000

Index Labels

Garbage Collection and Memory Allocation Sizes

.

As a performance conscious programmer in a soft-realtime environment I've never been too fond of garbage collection.

Incremental garbage collectors (like the one in Lua) make it tolerable (you get rid of the horrible garbage collection stalls), but there is still something unsettling about it. I keep looking at the garbage collection time in the profiler, and I can't shake the feeling that all that time is wasted, because it doesn't really do anything.

Of course that isn't true. Garbage collection frees the programmers from a lot of busywork. And the time they gain can go into optimizing other systems, which leads to a net performance win.

It also simplifies some of the hairy ownership questions that arise when data is transferred between systems. Without garbage collection, those questions must be solved in some other way. Either by reference counting (error-prone) or by making local copies of the data to assume ownership (ugly and costly).

But still, there is that annoying performance hit.

I was pretty surprised to see that the developers Go, a language that looks well-designed and targets low-level programmers, decided to go with garbage collection rather than manual memory management. It seemed like a strange choice.

But recently I've started to see things differently.

One thing I've noticed as I delve deeper and deeper into data-oriented design is that I tend to allocate memory in much larger chunks than before. It's a natural consequence of trying to keep things continuous in memory, treating resources as large memory blobs and managing arrays of similar objects together.

This has interesting consequences for garbage collection, because when the garbage collector only has to keep track of a small number of large chunks, rather than a large number of small chunks, it can perform a lot better.

Let's look at a simple example in Lua. Say we want to write a class for managing bullets. In the non-data-oriented solution, we allocate each bullet as a separate object:

function Bullet:update(dt)
self.position = self.position + self.velocity * dt
end

function Bullets:update(dt)
for i,bullet in ipairs(self.bullets) do
bullet:update(dt)
end
end

In the data-oriented solution, we instead use two big arrays to store the position and velocity of all the bullets:

function Bullets:update(dt)
for i=1,#self.pos do
self.pos[i] = self.pos[i] + dt * self.vel[i]
end
end

I tested these two solutions with a large number of bullets and got two interesting results:

  • The data-oriented solution runs 50 times faster.

  • The data-oriented solution only needs half as much time for garbage collection.

That the data-oriented solution runs so much faster shows what cache coherence can do for you. It is also a testament to how awesome LuaJIT is when you give it tight inner loops to work with.

Note that in this test, the Bullet code itself did not create any garbage. The speed-up comes from being faster at collecting the garbage created by other systems. And the reason for this is simply that with fewer, larger memory allocations, there is less stuff that the garbage collector has to trawl through. If we add in the benefit that the data-oriented solution will create fewer objects and generate less garbage, the benefits will be even greater.

So maybe the real culprit in isn't garbage collection, but rather having many small memory allocations. And having many small memory allocations does not just hurt the garbage collector, it is bad for other reasons as well. It leads to bad cache usage, high overhead in the memory allocator, fragmentation and bad allocator performance. It also makes all kinds of memory problems harder to deal with: memory leaks, dangling pointers, tracking how much memory is used by each system, etc.

So it is not just garbage-collected languages like Lua that would benefit from allocating memory in larger chunks, but manually managed languages like C++ as well.

Recently, I've come to think that the best solution to memory management issues in C++ is to avoid the kitchen-sink global memory allocator as much as possible and instead let each subsystem take a much more hands-on approach to managing its own memory.

*TASKS FOR THIS EXERCISE*
a. Answer these from the garbage collection text:
(i) Which language's garbage collector is given as an example of an incremental one?
(ii) How many times faster did the data-oriented bullet solution run?
(iii) Which manually managed language is named as also benefiting from larger memory allocations?
b. Count the lines of the listing that contain the string "grass". Give only the number.
The listing has no connection to the garbage collection text.

*RAW DATA*
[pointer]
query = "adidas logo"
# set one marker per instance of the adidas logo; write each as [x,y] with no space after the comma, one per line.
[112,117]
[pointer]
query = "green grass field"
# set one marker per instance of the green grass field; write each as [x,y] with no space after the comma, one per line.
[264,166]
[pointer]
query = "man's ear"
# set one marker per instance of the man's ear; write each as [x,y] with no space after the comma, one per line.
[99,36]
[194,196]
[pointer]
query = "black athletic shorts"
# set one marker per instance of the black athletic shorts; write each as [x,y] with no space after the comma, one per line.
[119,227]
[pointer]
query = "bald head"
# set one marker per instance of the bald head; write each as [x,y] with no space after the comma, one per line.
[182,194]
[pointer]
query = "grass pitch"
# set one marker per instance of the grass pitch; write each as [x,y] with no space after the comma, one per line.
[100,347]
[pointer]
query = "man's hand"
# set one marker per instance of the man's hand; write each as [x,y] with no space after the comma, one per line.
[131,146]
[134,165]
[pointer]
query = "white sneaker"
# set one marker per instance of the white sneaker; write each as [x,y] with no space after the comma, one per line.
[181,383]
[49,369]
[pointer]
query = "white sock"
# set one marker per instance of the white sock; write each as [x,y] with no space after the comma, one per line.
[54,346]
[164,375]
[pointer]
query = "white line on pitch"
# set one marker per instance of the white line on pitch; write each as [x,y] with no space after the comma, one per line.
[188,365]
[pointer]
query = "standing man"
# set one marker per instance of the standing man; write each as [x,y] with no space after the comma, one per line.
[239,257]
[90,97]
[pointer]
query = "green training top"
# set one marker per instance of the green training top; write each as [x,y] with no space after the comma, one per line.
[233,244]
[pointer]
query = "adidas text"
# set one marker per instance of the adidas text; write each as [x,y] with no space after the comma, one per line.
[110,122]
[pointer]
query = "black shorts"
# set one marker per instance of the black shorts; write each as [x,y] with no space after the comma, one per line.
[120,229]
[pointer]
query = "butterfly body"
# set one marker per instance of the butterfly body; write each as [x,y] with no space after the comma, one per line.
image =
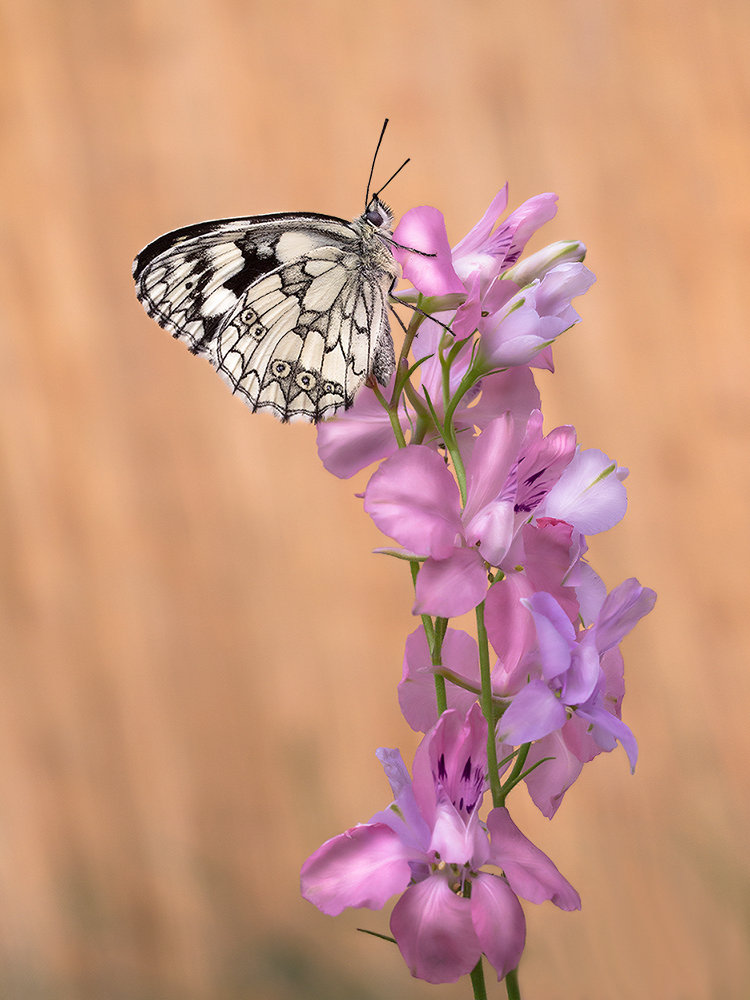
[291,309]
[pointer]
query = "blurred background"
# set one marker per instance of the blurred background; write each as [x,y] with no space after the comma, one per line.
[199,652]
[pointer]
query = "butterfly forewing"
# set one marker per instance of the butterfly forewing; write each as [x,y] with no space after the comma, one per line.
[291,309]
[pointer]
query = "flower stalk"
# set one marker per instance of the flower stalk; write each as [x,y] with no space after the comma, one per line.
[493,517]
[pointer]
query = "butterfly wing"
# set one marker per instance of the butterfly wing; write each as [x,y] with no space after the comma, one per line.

*ANSWERS TO THE TASKS*
a.
(i) Lua
(ii) 50 times
(iii) C++

b. 4